* Série d'exercices *
- A) Transcrivez fidèlement le passage du texte sur le financement des universités au Québec qui va de « Le gouvernement a » jusqu'à « français d’ici l’automne 2025. ».
- B) Relevez toutes les personnes désignées par leur nom dans le texte sur le financement des universités au Québec.
- C) Rédigez la suite du texte sur le financement des universités au Québec, à partir de sa dernière phrase.

La bataille serait rude, et pas seulement parce qu’elle s’appuierait sur des arguments juridiques inédits.

McGill and Concordia crests

Les spécialistes en droit constitutionnel et en relations intergouvernementales traversent une période exaltante au Canada, ce qui est généralement synonyme d’anxiété pour presque toutes les autres.

Compte tenu du récent phénomène de premières et premiers ministres qui menacent de défier les lois fédérales qui ne leur conviennent pas et d’anticiper les contestations fondées sur la Charte en invoquant la disposition de dérogation, il pourrait être facile de ne pas tenir compte de la réforme du financement des universités au Québec annoncée par le gouvernement du premier ministre François Legault juste avant les vacances des Fêtes.

Le gouvernement a annoncé aux trois universités anglophones de la province que les frais de scolarité pour les étudiantes et étudiants de l’extérieur de la province augmenteront d’un tiers à l’automne et qu’elles devront payer des sanctions pécuniaires si elles ne s’assurent pas que 80 % de leurs étudiantes et étudiants de l’extérieur de la province atteignent un niveau intermédiaire de français d’ici l’automne 2025.

Le gouvernement Legault assure que cette politique est nécessaire pour protéger la langue française au Québec. Les universités affirment plutôt que celle-ci nuira aux inscriptions et les mettra dans une situation financière précaire. Deep Saini, recteur et vice-chancelier de l’Université McGill, a qualifié cette politique de « catastrophique » et d’« attaque ciblée » contre les universités anglophones. Il n’exclut pas la possibilité d’intenter une poursuite.

Les personnes se portant à la défense de la communauté anglophone du Québec considèrent que la politique universitaire de M. Legault s’inscrit dans une tendance populiste provinciale qui porte atteinte aux garanties constitutionnelles des droits des groupes minoritaires au Canada. Elles estiment également que cette politique est susceptible d’être contestée devant les tribunaux. Il n’y a toutefois pas de consensus clair sur la forme de cette contestation.
 
« Il est essentiel pour le Canada et pour l’existence du Canada, de protéger les droits des minorités linguistiques à utiliser leurs langues et à pratiquer leurs cultures où qu’elles se trouvent dans le pays, déclare Ronald Caza, spécialiste du droit constitutionnel et des droits de la personne au cabinet Caza Saikaley à Ottawa. Pour ce faire, ils ont besoin d’institutions comme l’Université McGill. Les gouvernements ne peuvent pas imposer des politiques qui mettent en péril ces institutions essentielles. »

La Charte canadienne des droits et libertés est l’option évidente pour procéder à une contestation judiciaire. Une réclamation en vertu de l’article 15 affirmerait que la politique universitaire viole le droit des anglophones à être protégés contre les persécutions fondées sur « l’origine nationale ou ethnique ».

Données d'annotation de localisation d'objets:
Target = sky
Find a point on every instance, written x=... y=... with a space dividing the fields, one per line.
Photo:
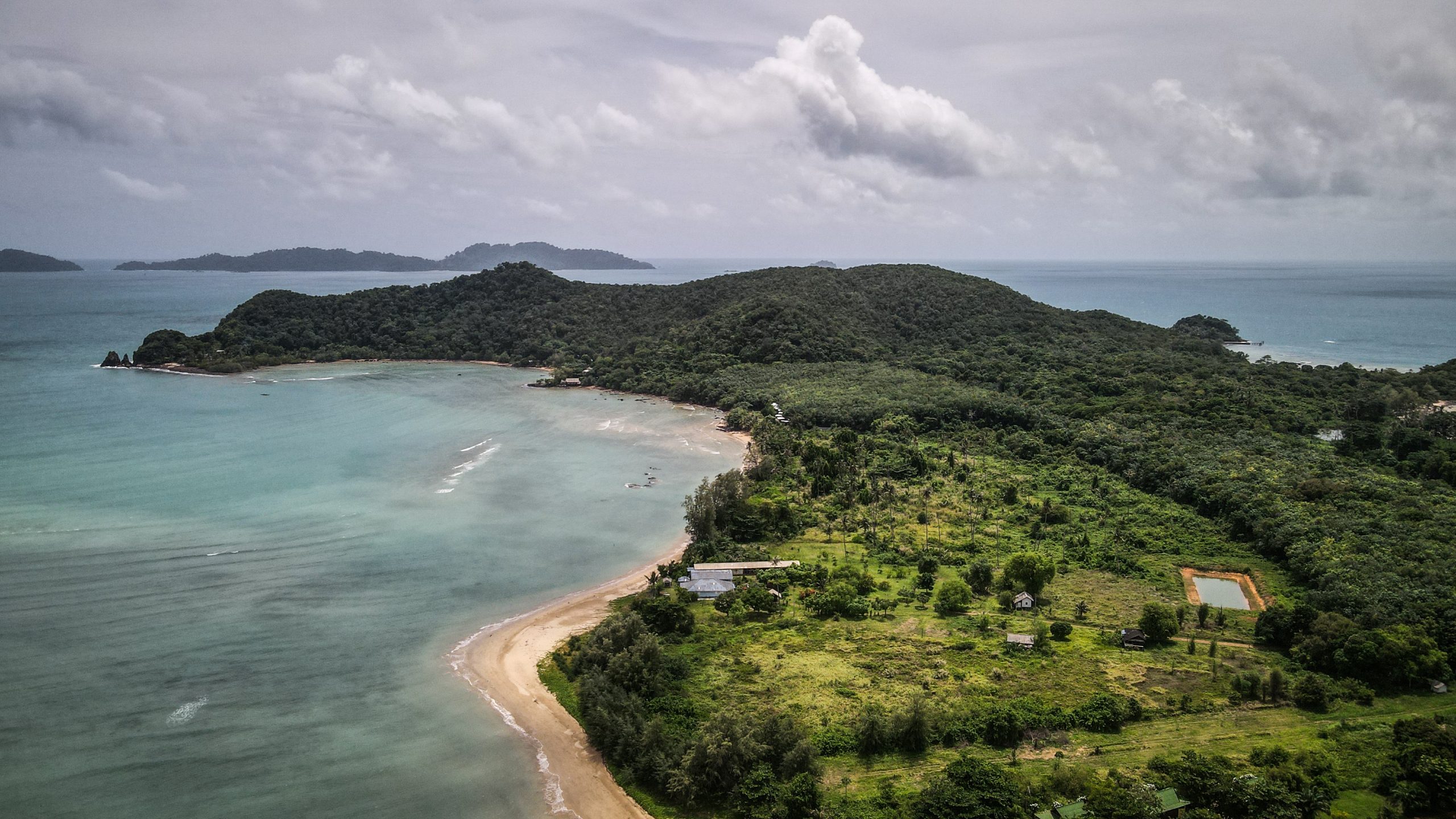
x=756 y=129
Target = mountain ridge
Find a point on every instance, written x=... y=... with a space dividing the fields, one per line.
x=474 y=258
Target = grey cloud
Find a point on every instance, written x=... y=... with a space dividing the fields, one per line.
x=842 y=107
x=38 y=101
x=1279 y=135
x=143 y=190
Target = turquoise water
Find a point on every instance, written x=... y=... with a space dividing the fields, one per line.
x=1221 y=592
x=217 y=602
x=232 y=597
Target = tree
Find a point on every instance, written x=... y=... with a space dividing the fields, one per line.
x=979 y=576
x=1276 y=685
x=969 y=789
x=871 y=730
x=1001 y=726
x=1123 y=797
x=951 y=598
x=1031 y=570
x=1158 y=623
x=1311 y=693
x=759 y=599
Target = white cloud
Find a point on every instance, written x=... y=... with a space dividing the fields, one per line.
x=549 y=210
x=144 y=190
x=839 y=105
x=355 y=86
x=40 y=102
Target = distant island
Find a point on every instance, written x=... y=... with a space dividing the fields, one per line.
x=24 y=261
x=970 y=527
x=474 y=258
x=1209 y=328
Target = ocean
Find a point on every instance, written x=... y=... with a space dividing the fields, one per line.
x=232 y=597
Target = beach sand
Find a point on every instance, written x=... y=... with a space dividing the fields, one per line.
x=500 y=664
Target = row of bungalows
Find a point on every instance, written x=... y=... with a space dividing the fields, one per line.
x=708 y=581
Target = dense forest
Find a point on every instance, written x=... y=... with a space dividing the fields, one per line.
x=475 y=257
x=915 y=397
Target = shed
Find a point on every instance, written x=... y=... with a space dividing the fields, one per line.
x=1169 y=802
x=708 y=589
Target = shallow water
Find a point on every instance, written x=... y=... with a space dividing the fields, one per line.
x=1221 y=594
x=232 y=597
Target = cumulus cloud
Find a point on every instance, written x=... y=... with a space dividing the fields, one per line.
x=839 y=105
x=357 y=88
x=40 y=102
x=144 y=190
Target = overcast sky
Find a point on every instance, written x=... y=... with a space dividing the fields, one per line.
x=1017 y=129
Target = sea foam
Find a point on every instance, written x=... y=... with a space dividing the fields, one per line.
x=185 y=712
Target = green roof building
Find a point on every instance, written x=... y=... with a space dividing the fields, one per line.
x=1168 y=800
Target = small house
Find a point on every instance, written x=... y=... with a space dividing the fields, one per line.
x=742 y=568
x=1065 y=810
x=708 y=589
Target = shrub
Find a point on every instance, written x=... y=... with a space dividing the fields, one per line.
x=951 y=598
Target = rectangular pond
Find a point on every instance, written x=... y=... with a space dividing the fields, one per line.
x=1221 y=592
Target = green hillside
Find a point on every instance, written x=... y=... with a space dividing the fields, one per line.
x=926 y=445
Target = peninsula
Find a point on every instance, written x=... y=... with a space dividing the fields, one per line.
x=474 y=258
x=970 y=528
x=24 y=261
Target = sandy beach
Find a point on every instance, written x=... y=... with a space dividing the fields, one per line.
x=500 y=664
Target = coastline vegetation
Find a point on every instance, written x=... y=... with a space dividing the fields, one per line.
x=945 y=444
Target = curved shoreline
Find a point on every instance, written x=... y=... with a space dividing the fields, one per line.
x=500 y=664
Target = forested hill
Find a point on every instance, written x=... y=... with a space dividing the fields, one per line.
x=1365 y=525
x=475 y=257
x=541 y=254
x=24 y=261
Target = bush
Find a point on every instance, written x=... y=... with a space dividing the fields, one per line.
x=1311 y=693
x=1160 y=623
x=951 y=598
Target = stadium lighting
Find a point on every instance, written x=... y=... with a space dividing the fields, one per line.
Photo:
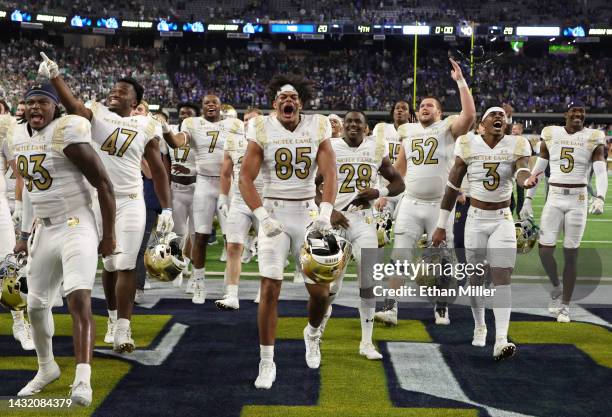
x=538 y=31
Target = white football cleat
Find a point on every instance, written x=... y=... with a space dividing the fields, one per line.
x=41 y=380
x=441 y=316
x=23 y=334
x=555 y=301
x=368 y=350
x=123 y=341
x=189 y=288
x=109 y=337
x=313 y=351
x=388 y=315
x=503 y=349
x=228 y=303
x=267 y=374
x=563 y=316
x=480 y=336
x=199 y=293
x=81 y=393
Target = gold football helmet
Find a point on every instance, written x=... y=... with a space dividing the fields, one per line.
x=228 y=112
x=324 y=256
x=164 y=257
x=14 y=289
x=527 y=233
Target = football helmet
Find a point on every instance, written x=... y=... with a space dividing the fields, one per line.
x=324 y=255
x=164 y=257
x=14 y=289
x=527 y=233
x=383 y=227
x=228 y=112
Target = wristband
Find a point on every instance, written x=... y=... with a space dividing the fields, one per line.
x=261 y=213
x=462 y=83
x=443 y=219
x=325 y=210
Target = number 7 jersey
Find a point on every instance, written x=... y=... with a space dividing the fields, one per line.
x=289 y=162
x=122 y=142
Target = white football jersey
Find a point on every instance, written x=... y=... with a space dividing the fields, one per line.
x=121 y=145
x=208 y=140
x=357 y=168
x=429 y=157
x=236 y=147
x=490 y=172
x=55 y=185
x=570 y=154
x=181 y=157
x=289 y=164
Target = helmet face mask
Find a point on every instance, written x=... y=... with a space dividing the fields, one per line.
x=163 y=257
x=324 y=256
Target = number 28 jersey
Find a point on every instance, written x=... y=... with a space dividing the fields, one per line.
x=289 y=163
x=490 y=172
x=570 y=154
x=122 y=142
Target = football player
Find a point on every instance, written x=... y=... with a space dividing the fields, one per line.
x=240 y=218
x=571 y=151
x=206 y=137
x=56 y=160
x=491 y=162
x=288 y=147
x=21 y=327
x=124 y=141
x=359 y=160
x=182 y=183
x=425 y=158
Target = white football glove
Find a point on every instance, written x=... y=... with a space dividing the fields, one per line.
x=222 y=205
x=165 y=224
x=17 y=213
x=271 y=227
x=527 y=210
x=47 y=69
x=597 y=206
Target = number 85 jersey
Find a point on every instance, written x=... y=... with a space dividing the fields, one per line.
x=289 y=163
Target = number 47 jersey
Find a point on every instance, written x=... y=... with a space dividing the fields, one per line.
x=122 y=142
x=289 y=163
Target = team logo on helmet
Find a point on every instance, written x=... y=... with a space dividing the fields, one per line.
x=14 y=289
x=163 y=257
x=324 y=256
x=527 y=233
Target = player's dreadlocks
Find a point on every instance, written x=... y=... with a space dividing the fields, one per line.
x=303 y=86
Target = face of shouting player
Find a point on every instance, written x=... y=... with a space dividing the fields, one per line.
x=39 y=111
x=288 y=106
x=574 y=118
x=211 y=108
x=122 y=99
x=429 y=111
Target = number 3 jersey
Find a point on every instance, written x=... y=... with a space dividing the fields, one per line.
x=429 y=158
x=55 y=185
x=570 y=154
x=357 y=167
x=207 y=140
x=122 y=142
x=289 y=161
x=490 y=172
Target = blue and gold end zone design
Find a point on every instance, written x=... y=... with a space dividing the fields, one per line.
x=427 y=370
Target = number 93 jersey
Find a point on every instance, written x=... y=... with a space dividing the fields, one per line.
x=289 y=162
x=570 y=154
x=357 y=167
x=122 y=142
x=55 y=185
x=490 y=172
x=207 y=140
x=429 y=158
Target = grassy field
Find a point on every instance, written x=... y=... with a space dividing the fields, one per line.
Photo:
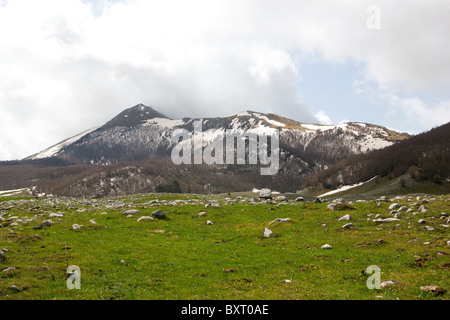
x=184 y=258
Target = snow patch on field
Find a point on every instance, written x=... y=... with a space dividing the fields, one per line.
x=344 y=188
x=6 y=193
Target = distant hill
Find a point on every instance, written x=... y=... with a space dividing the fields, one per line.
x=422 y=158
x=131 y=153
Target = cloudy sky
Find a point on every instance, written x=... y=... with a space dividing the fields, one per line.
x=69 y=65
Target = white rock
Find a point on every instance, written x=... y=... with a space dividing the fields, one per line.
x=130 y=212
x=387 y=284
x=47 y=223
x=386 y=220
x=345 y=218
x=394 y=206
x=57 y=215
x=145 y=218
x=281 y=220
x=265 y=193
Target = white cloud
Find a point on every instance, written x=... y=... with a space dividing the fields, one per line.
x=425 y=114
x=67 y=65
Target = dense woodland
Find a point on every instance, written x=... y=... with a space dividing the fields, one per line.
x=425 y=157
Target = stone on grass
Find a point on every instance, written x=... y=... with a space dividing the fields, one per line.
x=132 y=211
x=385 y=220
x=145 y=218
x=47 y=223
x=394 y=206
x=280 y=220
x=435 y=290
x=267 y=232
x=345 y=218
x=7 y=269
x=387 y=284
x=265 y=193
x=159 y=214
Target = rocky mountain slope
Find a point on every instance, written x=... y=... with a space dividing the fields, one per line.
x=141 y=133
x=422 y=158
x=131 y=154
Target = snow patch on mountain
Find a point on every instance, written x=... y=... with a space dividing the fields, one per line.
x=53 y=150
x=164 y=122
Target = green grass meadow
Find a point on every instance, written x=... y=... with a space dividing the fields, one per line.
x=183 y=258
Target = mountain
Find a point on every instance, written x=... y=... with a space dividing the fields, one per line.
x=142 y=133
x=417 y=164
x=132 y=153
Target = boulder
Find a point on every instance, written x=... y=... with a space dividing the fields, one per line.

* Résultats attendus *
- A)
Le gouvernement a annoncé aux trois universités anglophones de la province que les frais de scolarité pour les étudiantes et étudiants de l’extérieur de la province augmenteront d’un tiers à l’automne et qu’elles devront payer des sanctions pécuniaires si elles ne s’assurent pas que 80 % de leurs étudiantes et étudiants de l’extérieur de la province atteignent un niveau intermédiaire de français d’ici l’automne 2025.

- B) François Legault, Deep Saini, Ronald Caza

- C)
« Les étudiantes canadiennes et les étudiants canadiens provenant de l’extérieur du Québec seront durement touchés, insiste Michael Bergman, avocat basé à Montréal qui a représenté des groupes linguistiques minoritaires en Ontario et au Québec.

Il est plus difficile d’apprendre une nouvelle langue dans la vingtaine, et si ces étudiantes et étudiants ont besoin de ces notes pour leurs études supérieures, cela peut poser un sérieux problème. Ces étudiantes et étudiants ne sont pas traités comme les autres. »

Une deuxième option, selon Me Bergman, consisterait à s’attaquer à la politique à l’aide de l’article 6 de la Charte, qui protège la liberté de circulation. L’argument, selon lui, serait que le Québec impose une pénalité financière pour décourager les étudiantes et étudiants de l’extérieur de la province.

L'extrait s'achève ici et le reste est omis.